* [Assignment] In the book review, which city is the Jewish family in Managing Bubbie from?

* [Text segment]
This review is supposed to be written last month but it had to be delayed due to my tight schedule. I received this book from the author himself, Russel Lazega. It’s an interesting and warmth memoir dedicated to Bubbie. I would like to thanks Russel for sending me this great book about Bubbie.
What They Say
She escaped the almost certain death of a concentration camp, so breaking out of a nursing home is small potatoes. She beat it out of a Polish ghetto by refusing to take orders, so she won’t likely take that medication. Just how is one Jewish family in Miami Beach going to make sure their matriarch, Bubbie, gets something she would never have dreamed of needing . . . help surviving? Managing Bubbie is the family memoir by grandson Russel Lazega that recounts the vexing days in the 1980’s when his family banded together to attempt the insurmountable. Full of wit, warmth, and awe-inspiring will, Managing Bubbie offers a rarely seen glimpse at the deep reserves of compassion, courage, and even comic relief that emerged during the darkest days of the Holocaust. Anyone seeking a new perspective on this defining time, or who share the challenges of managing a difficult family member’s health, will find so much in this poignant book.
WINNER OF 15 BOOK AWARDS. Her devoted family only wants the best for their Bubbie. Mostly they want to ensure that their matriarch’s twilight years are spent in comfort, safety, and serenity. But how do you manage an aging, immutably stubborn Holocaust survivor who has risen above the squalor of Poland’s ghettos; fled across the war-torn German wilderness; and survived the winter-ravaged Pyrenees alone on foot with three children? You probably don’t.
Managing Bubbie is the heartrending, hilarious family memoir by Russel Lazega that recounts the frequently hectic, ever-exhausting trials of one Jewish family in Miami Beach as they try to oversee the care of the elderly, unmanageable Lea Lazega. As they scramble for an acceptable assisted living facility and struggle to get her medication in line, they discover the difficulties of controlling a woman who time and again eluded catastrophe by refusing to be told what to do.
A tapestry of an American family in the 1980s, Managing Bubbie also revisits the Holocaust period to mine the love, hope, and humor that emerged from the deepest despair. Anyone who savors a soft heart with a sharp funny bone will laugh, cry, and commiserate with the confounded family who must manage their beloved, impossible Bubbie.

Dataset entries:
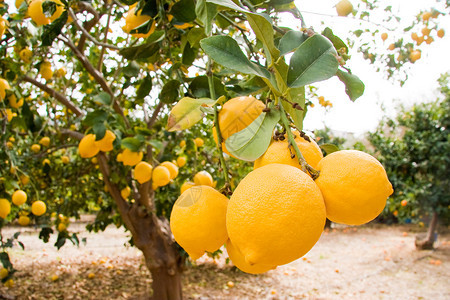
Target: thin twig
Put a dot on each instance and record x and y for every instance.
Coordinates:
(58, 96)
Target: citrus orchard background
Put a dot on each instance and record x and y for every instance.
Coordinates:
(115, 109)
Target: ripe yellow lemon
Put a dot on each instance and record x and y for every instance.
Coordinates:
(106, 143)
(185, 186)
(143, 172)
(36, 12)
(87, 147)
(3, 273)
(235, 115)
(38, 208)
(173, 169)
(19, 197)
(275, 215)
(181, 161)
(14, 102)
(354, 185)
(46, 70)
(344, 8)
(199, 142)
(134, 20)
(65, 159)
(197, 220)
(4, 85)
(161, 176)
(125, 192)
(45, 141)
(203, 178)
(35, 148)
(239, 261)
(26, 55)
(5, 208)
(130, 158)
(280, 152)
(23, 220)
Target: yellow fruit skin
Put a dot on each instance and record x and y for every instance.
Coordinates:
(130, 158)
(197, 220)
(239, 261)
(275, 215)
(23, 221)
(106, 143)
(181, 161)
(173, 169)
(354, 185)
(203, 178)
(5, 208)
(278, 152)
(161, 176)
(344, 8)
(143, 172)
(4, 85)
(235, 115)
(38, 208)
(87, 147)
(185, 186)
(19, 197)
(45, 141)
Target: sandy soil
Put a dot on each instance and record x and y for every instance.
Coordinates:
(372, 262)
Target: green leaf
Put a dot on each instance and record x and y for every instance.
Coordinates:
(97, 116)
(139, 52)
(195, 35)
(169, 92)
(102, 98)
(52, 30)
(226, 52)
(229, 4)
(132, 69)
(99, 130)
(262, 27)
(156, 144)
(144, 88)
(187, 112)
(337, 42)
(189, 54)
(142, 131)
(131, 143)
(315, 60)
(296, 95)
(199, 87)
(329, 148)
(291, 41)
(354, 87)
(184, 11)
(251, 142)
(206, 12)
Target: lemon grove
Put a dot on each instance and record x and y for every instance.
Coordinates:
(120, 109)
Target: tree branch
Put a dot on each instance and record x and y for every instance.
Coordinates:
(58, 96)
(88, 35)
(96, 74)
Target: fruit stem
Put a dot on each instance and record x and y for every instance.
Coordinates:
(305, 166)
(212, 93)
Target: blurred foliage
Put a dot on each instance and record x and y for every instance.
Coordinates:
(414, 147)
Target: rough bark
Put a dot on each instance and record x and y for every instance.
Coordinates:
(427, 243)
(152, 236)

--

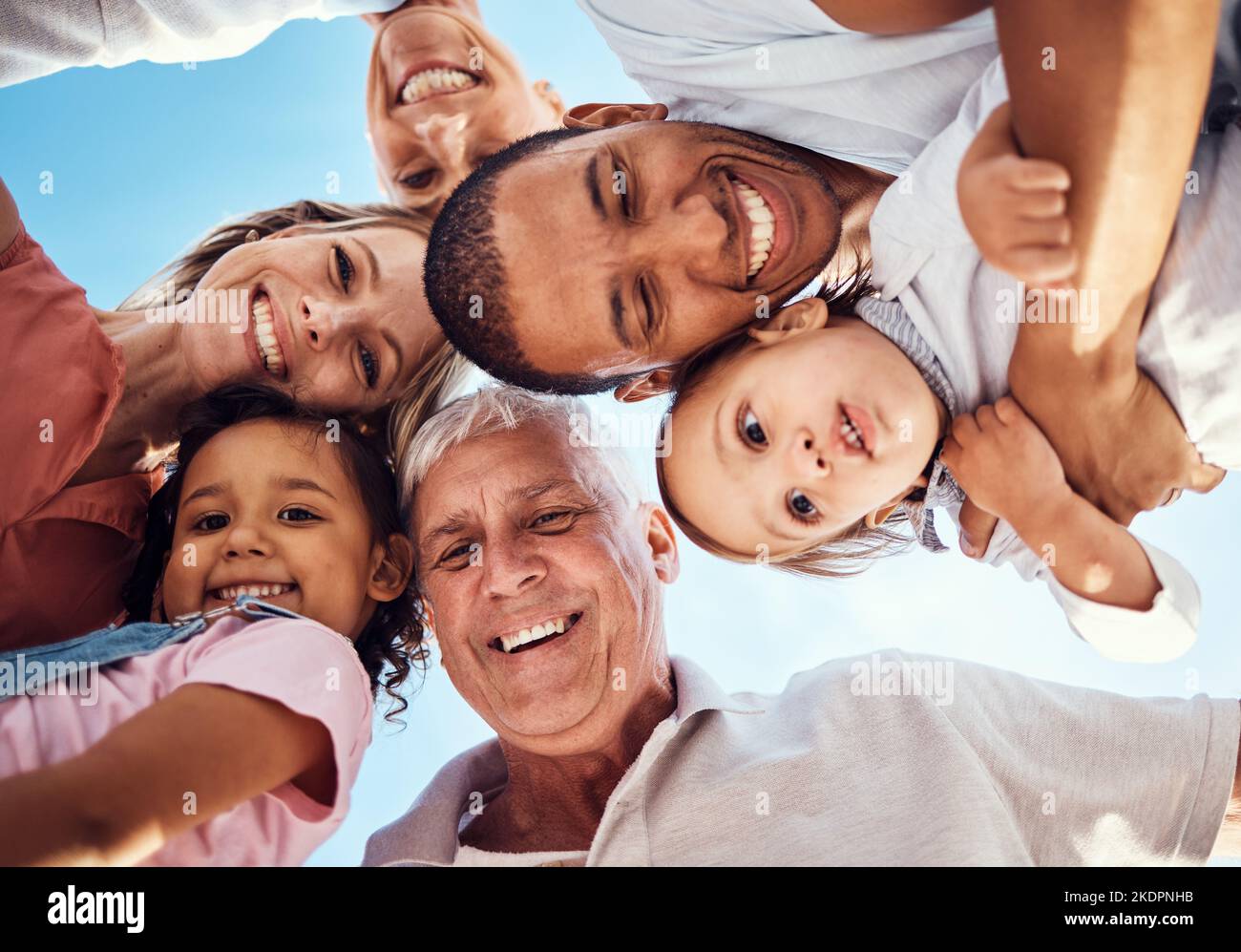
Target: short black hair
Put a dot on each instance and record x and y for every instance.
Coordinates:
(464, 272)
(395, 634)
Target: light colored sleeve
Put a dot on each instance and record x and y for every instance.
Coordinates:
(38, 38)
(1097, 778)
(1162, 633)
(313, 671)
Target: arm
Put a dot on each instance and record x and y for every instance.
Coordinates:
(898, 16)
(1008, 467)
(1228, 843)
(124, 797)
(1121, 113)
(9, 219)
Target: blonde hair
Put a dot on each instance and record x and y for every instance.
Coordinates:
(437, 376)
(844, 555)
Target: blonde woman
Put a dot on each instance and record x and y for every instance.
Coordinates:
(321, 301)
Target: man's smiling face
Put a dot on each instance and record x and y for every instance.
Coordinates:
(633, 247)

* [Result below] Miami Beach